*PROMPT:* With the line containing "Thank you for the photo above. Could you indicate the beard" as the first line and the last line of the records as the final one, reproduce that range exactly.

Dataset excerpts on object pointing
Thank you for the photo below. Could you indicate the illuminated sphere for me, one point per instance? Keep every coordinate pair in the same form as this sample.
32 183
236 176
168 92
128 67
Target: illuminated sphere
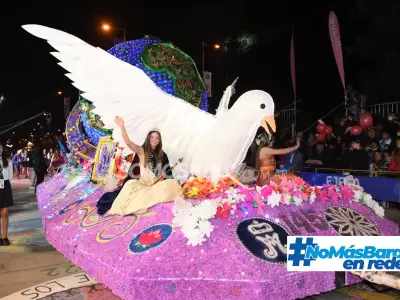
171 70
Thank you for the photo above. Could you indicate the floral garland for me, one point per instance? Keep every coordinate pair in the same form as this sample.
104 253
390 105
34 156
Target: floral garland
201 188
243 200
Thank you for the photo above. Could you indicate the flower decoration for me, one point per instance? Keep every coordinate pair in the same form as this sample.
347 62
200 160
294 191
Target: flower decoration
149 238
228 197
193 220
201 188
223 210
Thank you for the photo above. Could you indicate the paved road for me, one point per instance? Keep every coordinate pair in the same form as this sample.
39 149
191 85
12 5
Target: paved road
30 259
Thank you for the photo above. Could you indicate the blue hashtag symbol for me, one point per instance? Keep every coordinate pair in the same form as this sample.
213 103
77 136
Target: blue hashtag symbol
299 252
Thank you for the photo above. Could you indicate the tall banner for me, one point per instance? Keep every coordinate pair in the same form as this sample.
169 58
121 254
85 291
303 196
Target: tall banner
334 33
293 66
207 82
67 109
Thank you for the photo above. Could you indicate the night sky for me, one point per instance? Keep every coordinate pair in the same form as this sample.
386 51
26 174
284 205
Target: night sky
30 76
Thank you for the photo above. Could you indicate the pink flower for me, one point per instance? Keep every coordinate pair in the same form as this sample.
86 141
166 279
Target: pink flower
305 196
246 193
298 181
347 193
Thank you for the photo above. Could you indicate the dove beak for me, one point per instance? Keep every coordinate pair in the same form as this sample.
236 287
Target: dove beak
269 120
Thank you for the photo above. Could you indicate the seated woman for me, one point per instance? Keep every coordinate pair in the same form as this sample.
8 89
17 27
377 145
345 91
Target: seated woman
137 195
105 202
267 166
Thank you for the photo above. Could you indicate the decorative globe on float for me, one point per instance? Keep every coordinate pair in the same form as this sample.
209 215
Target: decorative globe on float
171 70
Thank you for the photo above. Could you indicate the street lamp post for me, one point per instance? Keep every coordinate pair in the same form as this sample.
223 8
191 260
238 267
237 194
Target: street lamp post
107 27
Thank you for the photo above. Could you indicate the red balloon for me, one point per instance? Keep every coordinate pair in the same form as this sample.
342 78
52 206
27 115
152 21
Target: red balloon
328 129
321 137
321 128
366 121
356 130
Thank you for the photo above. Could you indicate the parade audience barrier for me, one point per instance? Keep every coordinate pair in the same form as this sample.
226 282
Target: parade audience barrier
384 109
381 188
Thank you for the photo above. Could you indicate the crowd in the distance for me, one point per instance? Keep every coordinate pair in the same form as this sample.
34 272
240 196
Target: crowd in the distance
374 149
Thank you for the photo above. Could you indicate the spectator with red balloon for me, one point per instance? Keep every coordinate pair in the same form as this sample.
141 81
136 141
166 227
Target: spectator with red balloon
372 136
321 157
386 140
357 158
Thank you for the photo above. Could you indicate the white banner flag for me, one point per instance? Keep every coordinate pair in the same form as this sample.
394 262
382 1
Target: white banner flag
207 82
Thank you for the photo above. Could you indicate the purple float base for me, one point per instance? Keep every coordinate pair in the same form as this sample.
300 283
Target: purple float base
220 269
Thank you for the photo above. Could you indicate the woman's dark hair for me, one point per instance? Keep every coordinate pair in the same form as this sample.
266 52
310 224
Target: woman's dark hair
4 156
158 153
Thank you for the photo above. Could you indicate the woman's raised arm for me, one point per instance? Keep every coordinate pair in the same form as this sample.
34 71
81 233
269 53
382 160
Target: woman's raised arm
270 151
131 145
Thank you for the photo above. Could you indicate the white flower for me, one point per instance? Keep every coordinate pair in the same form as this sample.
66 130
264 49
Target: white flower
357 195
205 228
297 200
313 196
274 199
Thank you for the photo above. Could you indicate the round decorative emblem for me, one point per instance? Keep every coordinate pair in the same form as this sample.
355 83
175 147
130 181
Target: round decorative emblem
348 222
264 239
60 189
71 206
150 237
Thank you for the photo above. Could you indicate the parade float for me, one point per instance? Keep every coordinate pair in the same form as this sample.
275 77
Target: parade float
207 245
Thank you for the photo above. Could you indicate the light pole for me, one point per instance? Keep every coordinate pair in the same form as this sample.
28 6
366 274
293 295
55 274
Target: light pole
107 27
203 45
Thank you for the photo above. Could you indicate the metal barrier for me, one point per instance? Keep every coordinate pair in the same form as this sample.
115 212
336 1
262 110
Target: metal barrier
384 109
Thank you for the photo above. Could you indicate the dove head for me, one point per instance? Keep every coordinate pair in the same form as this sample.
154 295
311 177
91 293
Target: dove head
257 105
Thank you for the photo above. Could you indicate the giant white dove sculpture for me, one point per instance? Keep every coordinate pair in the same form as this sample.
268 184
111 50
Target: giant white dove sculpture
211 145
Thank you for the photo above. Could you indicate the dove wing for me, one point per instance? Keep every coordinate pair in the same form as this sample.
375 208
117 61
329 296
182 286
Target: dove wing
118 88
224 103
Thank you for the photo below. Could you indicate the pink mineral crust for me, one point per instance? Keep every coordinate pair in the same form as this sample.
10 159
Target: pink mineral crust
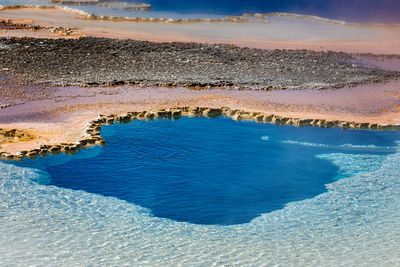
57 115
271 33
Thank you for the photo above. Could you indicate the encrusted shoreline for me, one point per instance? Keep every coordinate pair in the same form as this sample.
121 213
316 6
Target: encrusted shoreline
92 133
92 62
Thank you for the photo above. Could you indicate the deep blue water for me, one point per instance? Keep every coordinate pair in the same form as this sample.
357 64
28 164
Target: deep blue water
211 171
353 11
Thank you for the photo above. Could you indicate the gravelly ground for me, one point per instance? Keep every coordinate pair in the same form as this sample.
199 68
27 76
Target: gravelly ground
97 61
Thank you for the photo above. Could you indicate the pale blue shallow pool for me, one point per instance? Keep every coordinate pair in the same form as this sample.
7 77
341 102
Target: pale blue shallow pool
204 191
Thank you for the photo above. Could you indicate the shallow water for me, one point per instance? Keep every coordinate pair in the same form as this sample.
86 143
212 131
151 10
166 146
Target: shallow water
355 221
216 171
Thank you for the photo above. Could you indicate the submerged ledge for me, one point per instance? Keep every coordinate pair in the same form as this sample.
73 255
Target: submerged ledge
246 17
92 134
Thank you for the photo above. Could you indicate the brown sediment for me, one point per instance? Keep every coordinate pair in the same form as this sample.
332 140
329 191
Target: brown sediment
18 25
63 117
379 40
88 16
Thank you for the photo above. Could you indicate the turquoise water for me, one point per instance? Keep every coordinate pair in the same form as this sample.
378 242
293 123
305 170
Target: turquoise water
351 11
352 221
217 171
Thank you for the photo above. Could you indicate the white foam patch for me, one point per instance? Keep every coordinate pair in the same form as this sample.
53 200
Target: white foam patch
356 221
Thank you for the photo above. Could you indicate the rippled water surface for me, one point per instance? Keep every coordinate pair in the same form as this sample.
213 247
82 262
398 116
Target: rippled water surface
216 171
207 191
351 11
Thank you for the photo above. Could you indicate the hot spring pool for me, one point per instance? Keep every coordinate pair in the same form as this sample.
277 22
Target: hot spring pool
214 190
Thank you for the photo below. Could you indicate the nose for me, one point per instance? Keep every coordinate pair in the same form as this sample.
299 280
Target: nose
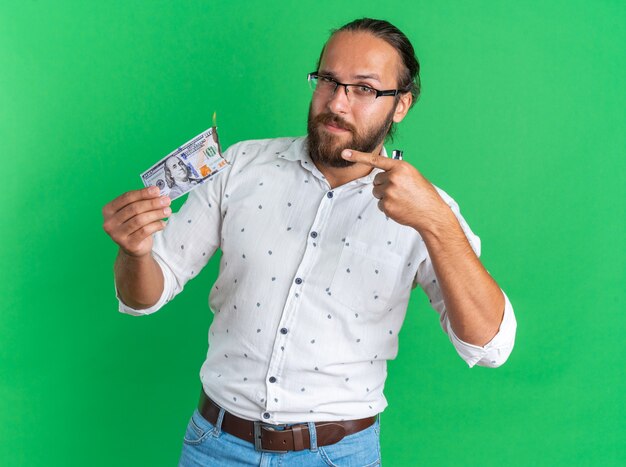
338 101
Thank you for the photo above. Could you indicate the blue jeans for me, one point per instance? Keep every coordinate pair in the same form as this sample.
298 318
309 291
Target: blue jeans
206 444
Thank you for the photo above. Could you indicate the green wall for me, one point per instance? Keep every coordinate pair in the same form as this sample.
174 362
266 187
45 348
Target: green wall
522 120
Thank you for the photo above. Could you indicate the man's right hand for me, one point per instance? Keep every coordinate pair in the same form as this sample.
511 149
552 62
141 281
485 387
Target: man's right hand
132 218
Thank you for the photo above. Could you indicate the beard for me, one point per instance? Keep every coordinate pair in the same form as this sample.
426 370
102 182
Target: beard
325 148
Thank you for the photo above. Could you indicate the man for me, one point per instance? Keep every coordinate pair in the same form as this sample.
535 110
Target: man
323 239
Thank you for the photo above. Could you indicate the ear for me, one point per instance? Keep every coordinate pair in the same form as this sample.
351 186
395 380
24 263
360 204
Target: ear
402 107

*REPLY:*
Thank you for the photo above. Could you indicate the beard for me, one point per instance? Keep every coordinate pair in the same form as this sample.
426 370
102 182
Target: beard
325 148
Thank you for the photo above. Could you indicate the man for me, one point per instance? Keep every coordinate pair in the same form as this sample.
535 110
Target: man
323 239
Thank you for the photo above. Could you indicate the ear for me, one point per instance? Keep every coordinate pair in the same form as this sample.
351 186
395 380
24 263
360 204
Target: ear
402 107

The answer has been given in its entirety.